- **Your instructions**:
Take the material below and write it all out again exactly.

- **Entries supplied**:
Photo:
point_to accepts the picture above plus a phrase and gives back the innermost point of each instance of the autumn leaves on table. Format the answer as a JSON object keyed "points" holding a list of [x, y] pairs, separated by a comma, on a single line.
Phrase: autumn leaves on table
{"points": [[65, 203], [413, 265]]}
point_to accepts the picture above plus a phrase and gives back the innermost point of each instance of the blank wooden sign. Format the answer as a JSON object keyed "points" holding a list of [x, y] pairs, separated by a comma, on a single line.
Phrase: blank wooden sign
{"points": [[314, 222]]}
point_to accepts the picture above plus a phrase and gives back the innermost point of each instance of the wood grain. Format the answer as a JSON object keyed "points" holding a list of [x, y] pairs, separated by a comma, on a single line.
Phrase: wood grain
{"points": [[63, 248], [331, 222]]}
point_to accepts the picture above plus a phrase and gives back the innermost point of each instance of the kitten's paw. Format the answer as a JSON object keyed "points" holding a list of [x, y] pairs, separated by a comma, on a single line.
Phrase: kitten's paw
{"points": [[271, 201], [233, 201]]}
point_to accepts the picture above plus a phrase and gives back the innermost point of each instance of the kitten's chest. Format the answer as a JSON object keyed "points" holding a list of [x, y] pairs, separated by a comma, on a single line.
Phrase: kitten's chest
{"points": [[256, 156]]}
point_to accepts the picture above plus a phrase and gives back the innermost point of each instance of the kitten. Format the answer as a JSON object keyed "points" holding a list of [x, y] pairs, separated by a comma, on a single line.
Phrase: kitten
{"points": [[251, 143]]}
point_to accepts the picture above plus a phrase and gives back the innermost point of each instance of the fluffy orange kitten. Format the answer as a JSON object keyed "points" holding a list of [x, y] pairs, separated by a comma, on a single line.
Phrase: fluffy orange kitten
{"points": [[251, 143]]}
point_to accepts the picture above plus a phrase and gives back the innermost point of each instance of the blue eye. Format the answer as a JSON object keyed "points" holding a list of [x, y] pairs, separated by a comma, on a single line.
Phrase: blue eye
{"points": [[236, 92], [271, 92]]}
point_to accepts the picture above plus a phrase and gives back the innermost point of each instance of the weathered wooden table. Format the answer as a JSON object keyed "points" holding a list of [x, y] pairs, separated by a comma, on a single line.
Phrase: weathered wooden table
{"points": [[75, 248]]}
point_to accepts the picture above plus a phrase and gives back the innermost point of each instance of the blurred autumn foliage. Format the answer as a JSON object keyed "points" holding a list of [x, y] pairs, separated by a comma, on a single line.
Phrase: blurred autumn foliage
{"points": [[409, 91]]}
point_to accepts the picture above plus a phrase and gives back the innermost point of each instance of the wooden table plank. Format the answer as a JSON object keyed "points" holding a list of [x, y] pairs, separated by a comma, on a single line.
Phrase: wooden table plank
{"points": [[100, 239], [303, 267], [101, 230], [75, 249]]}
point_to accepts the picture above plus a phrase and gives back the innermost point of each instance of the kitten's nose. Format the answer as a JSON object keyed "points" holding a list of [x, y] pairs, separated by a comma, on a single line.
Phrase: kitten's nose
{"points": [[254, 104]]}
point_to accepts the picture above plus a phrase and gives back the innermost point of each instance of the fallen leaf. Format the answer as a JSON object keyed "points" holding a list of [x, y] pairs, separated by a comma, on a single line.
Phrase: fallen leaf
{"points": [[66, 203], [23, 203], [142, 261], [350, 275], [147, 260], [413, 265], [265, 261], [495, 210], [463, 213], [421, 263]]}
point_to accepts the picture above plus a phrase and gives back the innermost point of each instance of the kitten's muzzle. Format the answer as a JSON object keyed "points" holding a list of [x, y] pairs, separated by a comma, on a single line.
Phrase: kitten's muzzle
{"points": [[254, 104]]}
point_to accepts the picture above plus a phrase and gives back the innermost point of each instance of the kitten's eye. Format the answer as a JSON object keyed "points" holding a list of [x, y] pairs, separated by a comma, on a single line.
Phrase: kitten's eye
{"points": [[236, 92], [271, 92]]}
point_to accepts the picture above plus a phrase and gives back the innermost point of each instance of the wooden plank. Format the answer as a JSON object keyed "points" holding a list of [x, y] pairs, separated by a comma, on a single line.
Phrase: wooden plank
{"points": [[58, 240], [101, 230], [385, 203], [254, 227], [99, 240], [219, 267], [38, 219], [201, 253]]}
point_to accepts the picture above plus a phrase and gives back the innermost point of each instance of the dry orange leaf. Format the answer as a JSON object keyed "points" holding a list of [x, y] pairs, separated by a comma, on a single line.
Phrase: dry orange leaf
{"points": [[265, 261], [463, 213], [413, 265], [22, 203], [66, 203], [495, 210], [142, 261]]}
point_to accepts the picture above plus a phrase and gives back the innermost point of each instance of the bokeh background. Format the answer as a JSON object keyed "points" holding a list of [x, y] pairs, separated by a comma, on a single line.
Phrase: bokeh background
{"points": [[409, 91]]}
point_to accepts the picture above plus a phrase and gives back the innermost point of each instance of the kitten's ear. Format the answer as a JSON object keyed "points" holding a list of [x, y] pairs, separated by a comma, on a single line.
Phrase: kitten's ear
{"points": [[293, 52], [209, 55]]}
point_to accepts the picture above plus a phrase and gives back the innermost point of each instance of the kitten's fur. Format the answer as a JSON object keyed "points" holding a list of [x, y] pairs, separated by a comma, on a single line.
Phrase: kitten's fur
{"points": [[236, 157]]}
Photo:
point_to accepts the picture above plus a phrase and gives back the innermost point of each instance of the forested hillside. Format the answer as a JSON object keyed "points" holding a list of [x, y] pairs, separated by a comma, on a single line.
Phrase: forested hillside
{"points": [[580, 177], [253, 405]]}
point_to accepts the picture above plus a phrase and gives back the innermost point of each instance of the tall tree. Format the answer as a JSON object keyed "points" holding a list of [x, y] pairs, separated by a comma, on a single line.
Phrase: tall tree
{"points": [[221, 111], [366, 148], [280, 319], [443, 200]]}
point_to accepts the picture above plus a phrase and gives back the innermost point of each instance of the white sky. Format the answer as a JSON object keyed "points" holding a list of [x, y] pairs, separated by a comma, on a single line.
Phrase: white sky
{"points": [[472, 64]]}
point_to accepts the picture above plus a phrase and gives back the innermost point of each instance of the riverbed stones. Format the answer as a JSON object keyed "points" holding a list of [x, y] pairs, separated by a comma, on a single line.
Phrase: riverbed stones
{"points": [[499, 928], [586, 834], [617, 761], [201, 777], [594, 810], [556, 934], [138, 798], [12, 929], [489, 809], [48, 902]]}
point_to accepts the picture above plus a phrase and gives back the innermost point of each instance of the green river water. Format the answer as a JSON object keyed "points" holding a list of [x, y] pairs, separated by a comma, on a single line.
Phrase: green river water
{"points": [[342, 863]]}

- **Finished answer**:
Photo:
point_to accepts the picture above plus a phrase and gives back the innermost point of each instance of the autumn leaves on table. Format the answer as a JSON object keyed "points" holding a list of [x, y] pairs, separated by a comma, on a single line.
Phrase: autumn leaves on table
{"points": [[65, 203], [413, 265]]}
point_to accepts the picture above plus a phrase and gives back the innermost point of each instance of the blank wooden sign. Format the answer as a JSON object keyed "points" holding a list of [x, y] pairs, separated by a comma, on a single line.
Phrase: blank wooden sign
{"points": [[314, 222]]}
point_to accepts the picture above plus a phrase and gives back the innermost point of each instance of the wood grain. Format the answer as a JSON object keyed "points" holding a list of [x, y] pairs, separated by a comma, on a single line.
Phrase: wood grain
{"points": [[63, 248], [331, 222]]}
point_to accepts the picture above plus a phrase and gives back the innermost point of each instance of the kitten's paw. Format the answer as a JSON object keyed "points" holding a list of [x, y] pairs, separated by a comma, on a single line.
Phrase: kitten's paw
{"points": [[271, 201], [233, 201]]}
point_to accepts the picture above plus a phrase and gives back the innermost point of each instance of the kitten's chest. Format the answer as a JSON object keyed "points" holding a list of [x, y] pairs, separated by a comma, on a single line.
Phrase: kitten's chest
{"points": [[256, 156]]}
point_to accepts the picture above plus a phrase and gives back the innermost point of each instance of the kitten. Format the answer as a JSON object keyed "points" holding a list of [x, y] pairs, separated by a comma, on a single line.
Phrase: kitten
{"points": [[251, 143]]}
point_to accepts the picture above plus a phrase and gives back the innermost point of each instance of the fluffy orange kitten. Format the answer as a JSON object keyed "points" holding a list of [x, y] pairs, separated by a comma, on a single line.
Phrase: fluffy orange kitten
{"points": [[251, 143]]}
point_to accepts the picture above plus a phrase and gives back the innermost point of each instance of the blue eye. Format the answer as a JSON object keyed "points" holding a list of [x, y] pairs, separated by a comma, on a single line.
Phrase: blue eye
{"points": [[236, 92], [271, 92]]}
point_to accepts the picture above plus a phrase and gives back the innermost point of each instance of the weathered wooden table. Format the answer as a JSON object keyed "points" holding a list of [x, y] pairs, separated by a comma, on a single line.
Phrase: weathered wooden table
{"points": [[75, 248]]}
point_to accepts the picture above plus a phrase and gives back the innermost point of each instance of the blurred autumn foliage. Format the answer as a JSON object keyed "points" holding a list of [x, y] pairs, separated by a comma, on a single line.
Phrase: blurred autumn foliage
{"points": [[409, 91]]}
point_to accepts the picture above plus a phrase and gives back the innermost point of each instance of the wooden table plank. Format the answer as a JSON object keyed "points" holding a list of [x, y] pairs, separated by a comma, on a single line.
Phrase: wooden table plank
{"points": [[100, 239], [303, 267], [101, 230], [75, 249]]}
point_to accepts the picture above plus a phrase and gives back the innermost point of each instance of the kitten's nose. Format the answer as a JSON object keyed "points" holding a list of [x, y] pairs, separated by a comma, on a single line.
Phrase: kitten's nose
{"points": [[254, 104]]}
point_to accepts the picture above plus a phrase and gives back the innermost point of each instance of the fallen leaf. Format the answer as a JSON object keyed "points" holding a list of [x, y] pairs, separated by a comma, on a single line.
Phrase: fallen leaf
{"points": [[66, 203], [23, 203], [142, 261], [350, 275], [147, 260], [413, 265], [265, 261], [495, 210], [463, 213], [421, 263]]}
point_to accepts the picture above plus a phrase and gives back the innermost point of each instance of the kitten's muzzle. Format the answer as a JSON object keyed "points" holding a list of [x, y] pairs, separated by a comma, on a single line.
Phrase: kitten's muzzle
{"points": [[254, 104]]}
point_to accepts the picture above plus a phrase and gives back the innermost point of each instance of the kitten's eye. Format the answer as a JSON object keyed "points" holding a list of [x, y] pairs, separated by a comma, on a single line.
Phrase: kitten's eye
{"points": [[236, 92], [271, 92]]}
point_to accepts the picture above plus a phrase and gives back the innermost point of each instance of the wooden plank. Format the answer as a JSON object keyed "points" holding a list of [x, y] pairs, separated by a comma, on a single line.
Phrase: wooden plank
{"points": [[58, 240], [101, 230], [385, 203], [254, 227], [99, 240], [219, 267], [38, 219], [201, 253]]}
point_to accepts the picture above plus a phrase and gives back the innermost point of each instance of the dry orange leaf. Format the answer as a JSON object keyed "points" holding a list of [x, y] pairs, separated by a comma, on a single line.
Phrase: dry orange leaf
{"points": [[265, 261], [463, 213], [413, 265], [22, 203], [66, 203], [495, 210], [142, 261]]}
point_to accepts the picture above plus a phrase and gives back the innermost point of each instance of the bokeh background. Format the answer as a JSON object keyed "points" holding a list of [x, y] pairs, separated by a comma, on a single line.
Phrase: bokeh background
{"points": [[409, 91]]}
point_to accepts the picture above plus a phrase and gives back the innermost point of each instance of the kitten's ear. Format the answer as a JSON object keyed "points" holding a list of [x, y] pairs, separated by a comma, on a single line.
Phrase: kitten's ear
{"points": [[293, 52], [209, 55]]}
point_to accepts the picture above plus a phrase and gives back the innermost point of each instance of the kitten's fur. Format the answer as a JSON object keyed "points" holding a list of [x, y] pairs, separated by a comma, on a single line.
Phrase: kitten's fur
{"points": [[236, 157]]}
Photo:
point_to accepts the picture above plus a phrase and gives back the innermost point of each instance of the forested hillside. Format the answer as a JSON object keyed "points" holding a list of [x, y] pairs, separated by a comma, on a single line.
Phrase: forested hillside
{"points": [[580, 177], [253, 405]]}
point_to accepts the picture above plus a phrase and gives back the innermost point of each instance of the tall tree. Format the answer as a JSON object keyed "points" holding a list of [x, y] pairs, separated by a comma, on a single line.
Phrase: tall tree
{"points": [[221, 111], [366, 148], [280, 319], [443, 200]]}
point_to accepts the picture above plus a phrase and gives back the innermost point of each instance of the white sky. Format the answer as a JSON object keyed "points" holding a list of [x, y] pairs, separated by a comma, on a single line.
Phrase: white sky
{"points": [[472, 64]]}
point_to accepts the picture above plus a phrase and gives back the innermost point of each instance of the riverbed stones. Format the answer as a JSON object keyed "points" holding a list of [x, y] pairs, separated by a comma, on a single line.
Phrase: riverbed stones
{"points": [[499, 928], [586, 834], [617, 761], [201, 777], [594, 810], [556, 934], [138, 798], [12, 929], [489, 809], [48, 902]]}
point_to accepts the picture above plus a phrase and gives back the innermost point of each instance of the green river water. Format the answer as a JSON object keyed "points" holding a list of [x, y] pairs, separated by a comma, on a single line.
Phrase: green river water
{"points": [[342, 863]]}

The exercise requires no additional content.